== 対象本文 ==
"""
「書く」と「つくる」を重ね合わせる3冊|池田剛介・選【つくるの本棚 #7】
これからの「つくる」を考えるべく、各界の識者が本を紹介する「つくるの本棚」。第7回は、京都を拠点とする美術作家であり、アートスペース「浄土複合」でライティング・スクールを主宰する池田剛介に、「つくる」ことを「書く」ことと捉えて選書してもらった。そこには、「書く」ことを通してアートの「わからなさ」を楽しむためのヒントがあった。
「芸術作品をどう鑑賞したらいいのかわからない」「作者が何を言いたいのかわからない」。美術館で作品に対峙しても、そんな不安にかられてすぐに近くの解説文を読み始めてしまうという人は少なくないかもしれない。その反面、SNS映えする展覧会や芸術祭には多くの人が詰めかけ、それっぽい解説や気の利いたコメントが、インターネット上をせわしなく流れていく。
"""
== 位置特定項目 ==
"""
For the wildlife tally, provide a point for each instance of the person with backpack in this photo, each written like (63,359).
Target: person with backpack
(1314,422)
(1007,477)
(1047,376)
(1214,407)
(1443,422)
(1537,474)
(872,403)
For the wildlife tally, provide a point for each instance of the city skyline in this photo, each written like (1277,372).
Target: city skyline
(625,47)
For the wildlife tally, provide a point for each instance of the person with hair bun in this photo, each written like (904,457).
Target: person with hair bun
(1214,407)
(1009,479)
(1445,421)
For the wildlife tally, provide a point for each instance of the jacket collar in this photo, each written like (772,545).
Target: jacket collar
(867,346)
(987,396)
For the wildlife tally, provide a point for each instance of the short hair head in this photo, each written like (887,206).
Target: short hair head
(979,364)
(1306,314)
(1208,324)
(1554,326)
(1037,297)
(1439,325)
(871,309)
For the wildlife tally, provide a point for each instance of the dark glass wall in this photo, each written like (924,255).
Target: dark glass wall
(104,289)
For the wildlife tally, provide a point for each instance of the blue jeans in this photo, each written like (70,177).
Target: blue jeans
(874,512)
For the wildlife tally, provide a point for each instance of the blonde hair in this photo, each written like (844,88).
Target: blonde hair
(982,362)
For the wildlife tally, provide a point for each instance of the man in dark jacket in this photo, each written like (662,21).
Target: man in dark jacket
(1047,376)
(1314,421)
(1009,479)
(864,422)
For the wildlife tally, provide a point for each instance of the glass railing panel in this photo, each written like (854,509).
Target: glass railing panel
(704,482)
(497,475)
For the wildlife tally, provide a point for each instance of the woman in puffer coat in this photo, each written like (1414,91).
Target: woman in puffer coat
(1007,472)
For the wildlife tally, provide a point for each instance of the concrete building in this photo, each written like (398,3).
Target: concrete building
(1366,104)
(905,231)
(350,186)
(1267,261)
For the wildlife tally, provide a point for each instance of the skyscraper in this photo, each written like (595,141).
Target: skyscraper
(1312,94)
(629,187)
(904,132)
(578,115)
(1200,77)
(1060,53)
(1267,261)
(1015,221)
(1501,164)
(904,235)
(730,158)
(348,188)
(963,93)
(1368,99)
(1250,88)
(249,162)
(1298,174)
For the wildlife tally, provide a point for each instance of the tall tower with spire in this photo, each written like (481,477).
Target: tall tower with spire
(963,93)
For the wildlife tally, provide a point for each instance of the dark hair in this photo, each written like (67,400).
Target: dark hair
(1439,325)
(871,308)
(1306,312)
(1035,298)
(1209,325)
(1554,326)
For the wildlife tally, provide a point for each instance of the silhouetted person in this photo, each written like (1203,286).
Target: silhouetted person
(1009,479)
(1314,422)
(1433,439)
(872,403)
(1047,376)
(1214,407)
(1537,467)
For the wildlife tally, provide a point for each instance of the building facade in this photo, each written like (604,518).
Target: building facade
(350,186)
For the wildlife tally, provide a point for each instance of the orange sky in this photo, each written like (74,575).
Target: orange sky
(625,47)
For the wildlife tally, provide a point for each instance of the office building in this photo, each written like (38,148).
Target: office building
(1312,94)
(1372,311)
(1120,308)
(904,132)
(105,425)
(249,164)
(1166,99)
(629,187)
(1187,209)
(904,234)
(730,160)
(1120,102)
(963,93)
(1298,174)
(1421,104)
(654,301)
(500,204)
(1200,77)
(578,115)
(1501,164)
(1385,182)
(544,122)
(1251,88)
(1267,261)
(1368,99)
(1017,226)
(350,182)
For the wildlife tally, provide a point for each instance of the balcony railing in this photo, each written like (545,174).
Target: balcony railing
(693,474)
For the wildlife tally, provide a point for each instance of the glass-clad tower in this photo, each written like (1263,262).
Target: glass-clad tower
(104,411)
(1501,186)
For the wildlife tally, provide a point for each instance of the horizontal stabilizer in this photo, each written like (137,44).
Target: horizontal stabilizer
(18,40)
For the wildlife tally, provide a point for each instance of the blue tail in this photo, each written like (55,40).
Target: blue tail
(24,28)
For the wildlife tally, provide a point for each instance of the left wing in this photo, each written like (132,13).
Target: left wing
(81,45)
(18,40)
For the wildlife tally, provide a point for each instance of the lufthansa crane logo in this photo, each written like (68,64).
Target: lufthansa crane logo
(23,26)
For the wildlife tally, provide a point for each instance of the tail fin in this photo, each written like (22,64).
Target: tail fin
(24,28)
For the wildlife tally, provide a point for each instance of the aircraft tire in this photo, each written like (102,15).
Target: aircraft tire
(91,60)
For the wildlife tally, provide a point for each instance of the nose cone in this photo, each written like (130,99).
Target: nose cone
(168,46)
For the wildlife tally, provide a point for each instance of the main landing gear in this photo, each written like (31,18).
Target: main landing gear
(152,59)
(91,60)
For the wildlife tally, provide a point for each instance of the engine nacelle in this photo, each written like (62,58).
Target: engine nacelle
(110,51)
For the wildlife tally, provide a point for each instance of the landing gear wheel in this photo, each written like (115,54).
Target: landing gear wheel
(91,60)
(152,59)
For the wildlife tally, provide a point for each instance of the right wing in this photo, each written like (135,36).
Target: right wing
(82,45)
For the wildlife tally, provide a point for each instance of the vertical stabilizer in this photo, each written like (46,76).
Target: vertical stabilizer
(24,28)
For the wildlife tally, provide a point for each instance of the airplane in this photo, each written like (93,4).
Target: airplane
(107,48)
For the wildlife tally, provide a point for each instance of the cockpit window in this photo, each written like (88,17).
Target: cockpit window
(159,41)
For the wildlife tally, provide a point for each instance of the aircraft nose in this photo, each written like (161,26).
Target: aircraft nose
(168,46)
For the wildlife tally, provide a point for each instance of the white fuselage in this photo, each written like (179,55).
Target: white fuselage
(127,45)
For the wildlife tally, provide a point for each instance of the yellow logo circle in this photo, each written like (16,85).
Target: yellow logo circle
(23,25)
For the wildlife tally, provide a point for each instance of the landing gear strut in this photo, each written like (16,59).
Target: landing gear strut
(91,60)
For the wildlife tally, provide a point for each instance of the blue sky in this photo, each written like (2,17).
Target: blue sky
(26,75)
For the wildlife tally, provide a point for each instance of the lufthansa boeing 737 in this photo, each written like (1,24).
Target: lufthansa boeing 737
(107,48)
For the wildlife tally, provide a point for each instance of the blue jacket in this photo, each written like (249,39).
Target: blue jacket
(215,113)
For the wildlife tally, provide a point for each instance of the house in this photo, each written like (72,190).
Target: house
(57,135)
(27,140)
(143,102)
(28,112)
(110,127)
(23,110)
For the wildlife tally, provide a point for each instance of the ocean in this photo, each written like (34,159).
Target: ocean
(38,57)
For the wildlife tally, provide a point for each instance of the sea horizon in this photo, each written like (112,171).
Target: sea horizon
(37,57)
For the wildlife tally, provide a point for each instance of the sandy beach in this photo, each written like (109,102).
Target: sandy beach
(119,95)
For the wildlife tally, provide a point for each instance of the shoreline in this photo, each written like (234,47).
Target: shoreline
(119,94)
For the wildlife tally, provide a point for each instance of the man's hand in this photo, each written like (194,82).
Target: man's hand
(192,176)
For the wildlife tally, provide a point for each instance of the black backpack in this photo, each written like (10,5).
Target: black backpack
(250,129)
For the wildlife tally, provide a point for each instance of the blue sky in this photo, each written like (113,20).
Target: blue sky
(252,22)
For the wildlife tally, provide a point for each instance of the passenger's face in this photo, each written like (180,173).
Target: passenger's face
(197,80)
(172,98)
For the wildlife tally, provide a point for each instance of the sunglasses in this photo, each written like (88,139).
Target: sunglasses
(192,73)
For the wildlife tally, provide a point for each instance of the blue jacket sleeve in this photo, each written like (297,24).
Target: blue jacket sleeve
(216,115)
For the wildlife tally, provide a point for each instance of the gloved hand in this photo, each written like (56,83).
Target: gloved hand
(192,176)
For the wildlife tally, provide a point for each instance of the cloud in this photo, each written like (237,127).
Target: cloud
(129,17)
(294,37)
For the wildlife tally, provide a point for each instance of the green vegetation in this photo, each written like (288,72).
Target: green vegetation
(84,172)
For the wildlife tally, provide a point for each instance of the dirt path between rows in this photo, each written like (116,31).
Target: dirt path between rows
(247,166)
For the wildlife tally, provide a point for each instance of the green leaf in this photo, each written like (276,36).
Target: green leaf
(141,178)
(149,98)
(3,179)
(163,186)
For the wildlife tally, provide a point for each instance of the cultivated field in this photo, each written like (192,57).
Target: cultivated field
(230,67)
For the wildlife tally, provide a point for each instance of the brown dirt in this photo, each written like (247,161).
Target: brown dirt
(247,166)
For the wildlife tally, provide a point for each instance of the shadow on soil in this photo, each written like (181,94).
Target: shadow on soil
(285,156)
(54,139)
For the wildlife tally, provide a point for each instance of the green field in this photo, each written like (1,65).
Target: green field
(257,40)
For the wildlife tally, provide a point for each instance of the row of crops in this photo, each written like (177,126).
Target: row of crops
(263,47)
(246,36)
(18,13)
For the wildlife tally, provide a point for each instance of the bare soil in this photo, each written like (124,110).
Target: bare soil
"""
== 演習課題 ==
A - 本文のうち「これからの「つくる」を考えるべく」で始まる段落から、かぎかっこ「」で囲まれた語句を重複なくすべて抜き出せ。
B - レコードのうち、文字列「panel」を含む行をすべて示せ。
本文とレコードの間に関連はない。

== 解答一覧 ==
A -
「つくる」
「つくるの本棚」
「浄土複合」
「書く」
「わからなさ」

B -
For the wildlife tally, provide a point for each instance of the glass railing panel in this photo, each written like (854,509).
Target: glass railing panel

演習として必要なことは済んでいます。